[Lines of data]
----------
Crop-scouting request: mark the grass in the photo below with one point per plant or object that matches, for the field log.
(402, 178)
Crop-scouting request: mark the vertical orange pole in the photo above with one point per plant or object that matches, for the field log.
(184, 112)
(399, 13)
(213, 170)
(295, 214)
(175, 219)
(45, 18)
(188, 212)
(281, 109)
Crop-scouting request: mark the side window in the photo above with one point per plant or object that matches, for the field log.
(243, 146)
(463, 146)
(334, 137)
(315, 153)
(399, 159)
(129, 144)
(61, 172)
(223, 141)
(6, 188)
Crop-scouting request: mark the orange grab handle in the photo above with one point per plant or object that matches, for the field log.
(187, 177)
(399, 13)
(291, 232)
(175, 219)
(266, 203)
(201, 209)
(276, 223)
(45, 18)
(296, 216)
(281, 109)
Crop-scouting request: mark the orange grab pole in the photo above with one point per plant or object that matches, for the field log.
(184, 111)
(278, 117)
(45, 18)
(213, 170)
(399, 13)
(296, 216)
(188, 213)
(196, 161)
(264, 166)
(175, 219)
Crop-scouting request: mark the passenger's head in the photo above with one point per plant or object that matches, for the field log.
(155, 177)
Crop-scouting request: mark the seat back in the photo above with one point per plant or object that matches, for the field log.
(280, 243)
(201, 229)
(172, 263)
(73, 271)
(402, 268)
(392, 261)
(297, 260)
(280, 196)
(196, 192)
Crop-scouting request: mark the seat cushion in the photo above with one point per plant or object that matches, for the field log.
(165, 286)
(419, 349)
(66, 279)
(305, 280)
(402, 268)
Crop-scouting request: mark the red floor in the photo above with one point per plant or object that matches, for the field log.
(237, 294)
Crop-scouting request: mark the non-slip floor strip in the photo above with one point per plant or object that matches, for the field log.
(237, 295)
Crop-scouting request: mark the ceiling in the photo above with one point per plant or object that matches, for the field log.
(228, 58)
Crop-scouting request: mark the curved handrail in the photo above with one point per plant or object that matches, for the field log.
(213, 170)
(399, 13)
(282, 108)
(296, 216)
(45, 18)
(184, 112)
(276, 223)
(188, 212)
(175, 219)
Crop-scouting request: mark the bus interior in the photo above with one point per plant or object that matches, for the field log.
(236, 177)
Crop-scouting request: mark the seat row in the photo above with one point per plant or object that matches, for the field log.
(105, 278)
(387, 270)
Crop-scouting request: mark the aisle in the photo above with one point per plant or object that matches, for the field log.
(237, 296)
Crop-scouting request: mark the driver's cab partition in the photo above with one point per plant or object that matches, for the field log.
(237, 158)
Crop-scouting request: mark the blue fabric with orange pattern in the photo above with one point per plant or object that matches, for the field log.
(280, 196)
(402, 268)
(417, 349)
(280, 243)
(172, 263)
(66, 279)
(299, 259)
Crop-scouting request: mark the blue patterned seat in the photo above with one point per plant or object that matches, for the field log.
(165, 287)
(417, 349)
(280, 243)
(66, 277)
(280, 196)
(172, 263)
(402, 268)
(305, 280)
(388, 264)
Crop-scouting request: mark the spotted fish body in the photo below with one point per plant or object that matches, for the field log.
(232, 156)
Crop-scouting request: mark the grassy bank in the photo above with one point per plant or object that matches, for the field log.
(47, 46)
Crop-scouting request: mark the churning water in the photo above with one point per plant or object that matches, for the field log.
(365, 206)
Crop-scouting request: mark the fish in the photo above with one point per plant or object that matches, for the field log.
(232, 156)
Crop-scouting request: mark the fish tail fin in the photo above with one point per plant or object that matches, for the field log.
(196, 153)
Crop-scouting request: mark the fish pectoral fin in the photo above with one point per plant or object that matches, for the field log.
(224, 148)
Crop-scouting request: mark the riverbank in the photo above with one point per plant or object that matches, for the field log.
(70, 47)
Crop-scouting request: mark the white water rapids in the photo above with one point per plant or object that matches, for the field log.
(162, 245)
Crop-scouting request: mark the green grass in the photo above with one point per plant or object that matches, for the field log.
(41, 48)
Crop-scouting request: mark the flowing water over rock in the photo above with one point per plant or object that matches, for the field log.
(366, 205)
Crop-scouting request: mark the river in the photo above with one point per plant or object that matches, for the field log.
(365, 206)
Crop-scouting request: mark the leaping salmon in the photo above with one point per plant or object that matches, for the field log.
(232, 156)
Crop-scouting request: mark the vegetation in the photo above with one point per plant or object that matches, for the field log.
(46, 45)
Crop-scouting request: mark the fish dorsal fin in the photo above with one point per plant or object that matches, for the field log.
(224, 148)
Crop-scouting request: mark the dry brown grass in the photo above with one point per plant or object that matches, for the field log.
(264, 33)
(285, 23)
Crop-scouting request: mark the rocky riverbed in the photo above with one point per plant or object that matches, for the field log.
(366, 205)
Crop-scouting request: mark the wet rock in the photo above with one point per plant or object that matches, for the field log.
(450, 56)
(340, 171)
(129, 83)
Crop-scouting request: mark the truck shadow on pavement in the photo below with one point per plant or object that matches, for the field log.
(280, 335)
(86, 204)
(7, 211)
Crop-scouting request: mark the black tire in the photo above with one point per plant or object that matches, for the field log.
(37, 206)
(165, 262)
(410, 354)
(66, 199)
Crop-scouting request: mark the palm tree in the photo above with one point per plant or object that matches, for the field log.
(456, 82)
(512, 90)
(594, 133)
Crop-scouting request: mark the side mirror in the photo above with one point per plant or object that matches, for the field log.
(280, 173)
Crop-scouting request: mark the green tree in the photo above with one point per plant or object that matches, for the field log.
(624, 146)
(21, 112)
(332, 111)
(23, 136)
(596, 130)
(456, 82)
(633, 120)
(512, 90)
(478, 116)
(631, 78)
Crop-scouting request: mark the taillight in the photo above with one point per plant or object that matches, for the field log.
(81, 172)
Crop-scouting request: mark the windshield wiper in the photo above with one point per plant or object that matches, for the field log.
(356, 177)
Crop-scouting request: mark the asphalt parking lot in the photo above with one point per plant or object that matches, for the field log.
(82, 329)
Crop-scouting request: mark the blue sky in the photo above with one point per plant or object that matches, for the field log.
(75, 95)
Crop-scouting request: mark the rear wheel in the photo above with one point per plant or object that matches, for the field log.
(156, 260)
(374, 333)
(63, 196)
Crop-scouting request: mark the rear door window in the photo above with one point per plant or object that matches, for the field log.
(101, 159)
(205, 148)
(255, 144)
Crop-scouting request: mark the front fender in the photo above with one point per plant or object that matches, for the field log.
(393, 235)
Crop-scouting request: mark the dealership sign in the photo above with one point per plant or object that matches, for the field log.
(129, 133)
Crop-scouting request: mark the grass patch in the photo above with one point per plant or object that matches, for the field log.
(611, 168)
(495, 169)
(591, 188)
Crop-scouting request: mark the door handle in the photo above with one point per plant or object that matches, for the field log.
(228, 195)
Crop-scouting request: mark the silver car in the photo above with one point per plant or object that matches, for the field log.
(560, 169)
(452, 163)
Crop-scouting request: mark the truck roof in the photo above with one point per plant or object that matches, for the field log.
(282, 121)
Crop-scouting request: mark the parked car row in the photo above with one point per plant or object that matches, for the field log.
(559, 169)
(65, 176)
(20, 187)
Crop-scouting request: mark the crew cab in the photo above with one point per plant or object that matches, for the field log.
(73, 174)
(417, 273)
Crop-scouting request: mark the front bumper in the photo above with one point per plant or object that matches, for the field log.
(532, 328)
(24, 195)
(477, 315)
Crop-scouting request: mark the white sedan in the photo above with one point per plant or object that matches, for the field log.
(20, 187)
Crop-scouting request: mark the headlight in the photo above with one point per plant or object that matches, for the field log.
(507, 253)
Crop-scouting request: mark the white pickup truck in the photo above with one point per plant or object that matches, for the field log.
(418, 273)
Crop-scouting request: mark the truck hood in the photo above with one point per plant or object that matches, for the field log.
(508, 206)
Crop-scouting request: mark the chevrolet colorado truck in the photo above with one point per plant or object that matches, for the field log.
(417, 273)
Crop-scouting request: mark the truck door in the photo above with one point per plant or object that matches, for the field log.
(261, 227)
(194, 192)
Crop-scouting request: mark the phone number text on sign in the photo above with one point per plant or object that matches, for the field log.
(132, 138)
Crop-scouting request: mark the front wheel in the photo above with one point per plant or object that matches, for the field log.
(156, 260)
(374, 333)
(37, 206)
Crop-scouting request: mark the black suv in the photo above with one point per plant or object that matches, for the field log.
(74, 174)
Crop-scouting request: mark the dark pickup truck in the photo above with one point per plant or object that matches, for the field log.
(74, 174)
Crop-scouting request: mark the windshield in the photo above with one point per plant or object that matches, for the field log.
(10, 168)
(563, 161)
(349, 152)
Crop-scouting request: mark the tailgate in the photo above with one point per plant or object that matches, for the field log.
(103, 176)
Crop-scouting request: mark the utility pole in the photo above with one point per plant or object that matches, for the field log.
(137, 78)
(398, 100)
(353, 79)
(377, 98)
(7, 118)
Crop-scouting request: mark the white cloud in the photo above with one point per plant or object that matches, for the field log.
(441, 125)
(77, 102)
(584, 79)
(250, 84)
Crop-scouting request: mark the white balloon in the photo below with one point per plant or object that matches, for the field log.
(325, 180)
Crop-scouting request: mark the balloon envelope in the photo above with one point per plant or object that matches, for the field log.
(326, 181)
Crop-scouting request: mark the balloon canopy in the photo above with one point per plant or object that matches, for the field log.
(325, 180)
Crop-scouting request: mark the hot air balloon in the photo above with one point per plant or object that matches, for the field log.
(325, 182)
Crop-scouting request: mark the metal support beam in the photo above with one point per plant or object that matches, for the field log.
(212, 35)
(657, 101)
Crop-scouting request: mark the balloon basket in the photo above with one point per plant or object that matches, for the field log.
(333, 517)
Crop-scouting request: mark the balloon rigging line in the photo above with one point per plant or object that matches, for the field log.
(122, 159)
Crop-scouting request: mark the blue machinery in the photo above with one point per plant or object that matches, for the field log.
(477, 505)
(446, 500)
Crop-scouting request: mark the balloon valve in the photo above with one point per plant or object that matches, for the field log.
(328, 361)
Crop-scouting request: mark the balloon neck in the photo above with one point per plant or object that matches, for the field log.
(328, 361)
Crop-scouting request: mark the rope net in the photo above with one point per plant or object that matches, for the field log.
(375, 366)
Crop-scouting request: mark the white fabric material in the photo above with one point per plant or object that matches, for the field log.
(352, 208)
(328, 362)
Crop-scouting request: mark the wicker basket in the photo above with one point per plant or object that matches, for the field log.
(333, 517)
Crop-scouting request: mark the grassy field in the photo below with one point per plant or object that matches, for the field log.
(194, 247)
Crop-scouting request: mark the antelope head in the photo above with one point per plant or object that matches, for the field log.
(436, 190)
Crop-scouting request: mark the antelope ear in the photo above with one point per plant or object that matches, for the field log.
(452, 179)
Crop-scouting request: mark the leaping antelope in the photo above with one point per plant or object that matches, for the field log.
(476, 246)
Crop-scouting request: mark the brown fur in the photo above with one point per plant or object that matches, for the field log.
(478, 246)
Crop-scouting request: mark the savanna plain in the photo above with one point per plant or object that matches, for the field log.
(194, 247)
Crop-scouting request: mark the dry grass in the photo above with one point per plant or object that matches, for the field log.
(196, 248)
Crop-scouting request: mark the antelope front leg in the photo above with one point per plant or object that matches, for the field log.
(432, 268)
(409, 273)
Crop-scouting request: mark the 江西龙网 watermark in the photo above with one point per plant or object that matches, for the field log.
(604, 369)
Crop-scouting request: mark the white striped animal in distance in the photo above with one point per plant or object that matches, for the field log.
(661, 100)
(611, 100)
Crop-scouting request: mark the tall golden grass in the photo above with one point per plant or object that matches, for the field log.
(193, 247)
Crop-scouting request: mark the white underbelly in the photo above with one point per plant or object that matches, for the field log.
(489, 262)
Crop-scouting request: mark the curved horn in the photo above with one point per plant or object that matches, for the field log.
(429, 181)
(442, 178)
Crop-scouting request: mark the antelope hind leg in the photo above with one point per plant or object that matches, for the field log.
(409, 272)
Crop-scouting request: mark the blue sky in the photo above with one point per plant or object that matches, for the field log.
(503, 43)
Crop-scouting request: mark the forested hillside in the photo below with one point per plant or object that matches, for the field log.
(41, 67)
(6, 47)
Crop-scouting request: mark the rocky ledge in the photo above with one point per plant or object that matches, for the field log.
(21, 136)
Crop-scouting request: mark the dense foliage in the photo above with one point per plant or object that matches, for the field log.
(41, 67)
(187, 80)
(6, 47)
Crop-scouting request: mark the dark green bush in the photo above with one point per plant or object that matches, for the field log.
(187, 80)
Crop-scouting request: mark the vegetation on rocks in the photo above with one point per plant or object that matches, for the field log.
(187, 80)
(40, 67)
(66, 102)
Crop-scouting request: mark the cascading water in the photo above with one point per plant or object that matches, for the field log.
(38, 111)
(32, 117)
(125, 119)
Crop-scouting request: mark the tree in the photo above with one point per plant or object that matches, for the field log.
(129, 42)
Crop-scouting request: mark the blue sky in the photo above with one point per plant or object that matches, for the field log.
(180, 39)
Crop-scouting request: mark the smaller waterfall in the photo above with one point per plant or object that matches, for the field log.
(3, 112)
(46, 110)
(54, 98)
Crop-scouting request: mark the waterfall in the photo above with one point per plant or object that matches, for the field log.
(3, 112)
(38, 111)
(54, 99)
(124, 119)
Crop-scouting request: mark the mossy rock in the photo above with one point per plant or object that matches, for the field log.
----------
• TASK DETAILS
Leave out every line before the one containing "Crop-scouting request: mark the dark green"; set down that line and all remaining lines of the material exactly.

• TASK RESULT
Crop-scouting request: mark the dark green bush in the photo above with one point per plant or object that matches, for the field log.
(187, 80)
Crop-scouting request: mark the vegetation on rocks in the photo above with one point per plant or object that matches, for the field log.
(187, 80)
(40, 67)
(66, 102)
Crop-scouting request: mark the cascading water in the photo above with one point per plant or object that matches, for the field log.
(38, 111)
(32, 117)
(125, 119)
Crop-scouting request: mark the tree in the photo above with one point per plant or object that matches, for the field log.
(129, 42)
Crop-scouting request: mark the blue sky in the photo above with one point per plant or object that matches, for the field log.
(180, 39)
Crop-scouting request: mark the smaller waterfall in the photo above with one point per plant or object that matches, for the field log.
(3, 112)
(46, 110)
(54, 98)
Crop-scouting request: mark the waterfall in the photo above with one point per plant or object that matches, for the field log.
(3, 112)
(38, 111)
(54, 99)
(124, 119)
Crop-scouting request: mark the mossy rock in the photo above with one point per plant or object that matches, for the field log.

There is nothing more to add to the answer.